DOCUMENT EXCERPT below:
It may seem like a small thing, but one word in this story has not been understood correctly, and it changes everything. The Hebrew word translated as “Calf” is a gendered noun that actually means “young Bull” or “small Bull”. Out of all the possible shapes for a deity statue, why did these Israelites make a small Bull statue?
The answer to this question was not knowable for a long time.
In 1928 a farmer in western Syria ran his plow into a rock that proved to be part of an ancient temple. Archaeologists arrived and uncovered two libraries that included religious writings from the ancestral home of the Israelites, a place called Canaan. The land of Canaan was the home of Abraham, the original patriarch of Judaism, Christianity and Islam.
Abraham and his Canaanite neighbors referred to the Creator as El, or El Shaddai. Throughout the region, El was described as the Bull of Canaan. When these ancient people built deity statues to honor the supreme God who controlled nature, their statues were shaped like Bulls. In 1977, one of these ancient Bull statues was uncovered in the highlands of what used to be Canaan, and it now resides in the Israel Museum.
The Bull God El was so important to the Israelites that it is part of their name. The name Israel means “He who wrestles, or endures, with the God named El”. Muslims trace their ancestry through Abraham’s son Ishmael, which means “The God named El hears me.” The entire legacy of human monotheism is tethered to this Bull-shaped God.
The festival at Mount Sinai was a demonstration of the Israelites’ gratitude to the God of Abraham. The people woke up early to cook a feast, then they thanked God for rescuing them from a hopeless existence. They sat down to eat and drink. They rose up to sing, dance and play. Contrary to the dominant narrative, this was a beautiful and wholesome display of devotion to God.
End of DOCUMENT EXCERPT.
EXTRACTED INFORMATION below:
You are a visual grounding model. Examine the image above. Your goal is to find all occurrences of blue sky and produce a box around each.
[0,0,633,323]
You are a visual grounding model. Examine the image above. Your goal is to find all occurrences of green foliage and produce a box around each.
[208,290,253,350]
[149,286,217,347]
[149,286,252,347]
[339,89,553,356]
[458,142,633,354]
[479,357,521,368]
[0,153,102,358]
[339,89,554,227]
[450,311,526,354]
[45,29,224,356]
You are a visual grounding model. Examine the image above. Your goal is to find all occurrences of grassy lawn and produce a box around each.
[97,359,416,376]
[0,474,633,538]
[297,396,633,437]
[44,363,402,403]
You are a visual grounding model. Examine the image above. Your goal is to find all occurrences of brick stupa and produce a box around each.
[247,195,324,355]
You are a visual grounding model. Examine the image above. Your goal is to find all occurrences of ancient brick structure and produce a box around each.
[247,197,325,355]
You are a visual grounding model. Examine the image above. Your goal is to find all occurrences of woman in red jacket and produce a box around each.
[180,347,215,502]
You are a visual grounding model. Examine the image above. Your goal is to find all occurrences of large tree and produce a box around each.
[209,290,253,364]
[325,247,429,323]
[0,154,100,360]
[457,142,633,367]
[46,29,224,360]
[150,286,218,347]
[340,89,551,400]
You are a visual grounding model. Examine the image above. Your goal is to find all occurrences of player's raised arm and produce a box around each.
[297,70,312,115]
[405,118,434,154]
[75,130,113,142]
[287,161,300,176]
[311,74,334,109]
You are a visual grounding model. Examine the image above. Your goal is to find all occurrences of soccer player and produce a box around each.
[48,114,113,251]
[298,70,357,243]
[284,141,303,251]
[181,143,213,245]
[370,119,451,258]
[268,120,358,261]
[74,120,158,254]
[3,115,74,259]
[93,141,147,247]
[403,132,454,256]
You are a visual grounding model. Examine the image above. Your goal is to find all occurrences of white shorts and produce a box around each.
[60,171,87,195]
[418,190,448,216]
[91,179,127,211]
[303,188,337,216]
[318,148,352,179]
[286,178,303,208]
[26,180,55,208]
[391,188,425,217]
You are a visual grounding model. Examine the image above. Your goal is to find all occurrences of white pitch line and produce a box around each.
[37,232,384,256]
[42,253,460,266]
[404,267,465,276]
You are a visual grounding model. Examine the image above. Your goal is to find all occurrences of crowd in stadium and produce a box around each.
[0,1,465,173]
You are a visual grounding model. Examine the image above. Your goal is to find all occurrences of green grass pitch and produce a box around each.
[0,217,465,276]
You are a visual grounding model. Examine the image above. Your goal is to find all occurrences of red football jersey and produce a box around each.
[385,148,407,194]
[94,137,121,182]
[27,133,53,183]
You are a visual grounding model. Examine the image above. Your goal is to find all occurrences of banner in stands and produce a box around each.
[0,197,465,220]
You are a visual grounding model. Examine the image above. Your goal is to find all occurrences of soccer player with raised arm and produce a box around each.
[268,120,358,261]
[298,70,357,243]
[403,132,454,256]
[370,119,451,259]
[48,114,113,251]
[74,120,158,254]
End of EXTRACTED INFORMATION.
### WORK INSTRUCTION 1
Summarize the passage on the Israelites' Bull statue in two sentences.
### WORK INSTRUCTION 2
In the passage on the Israelites' Bull statue, what does the name Ishmael mean?

### EXPECTED ANSWER 1
The Hebrew word translated as "Calf" actually means "young Bull" or "small Bull." Writings uncovered in Syria after 1928 show that Abraham and his Canaanite neighbors worshiped El, described as the Bull of Canaan, and the passage calls the festival at Mount Sinai a wholesome display of gratitude to the God of Abraham.

### EXPECTED ANSWER 2
"The God named El hears me."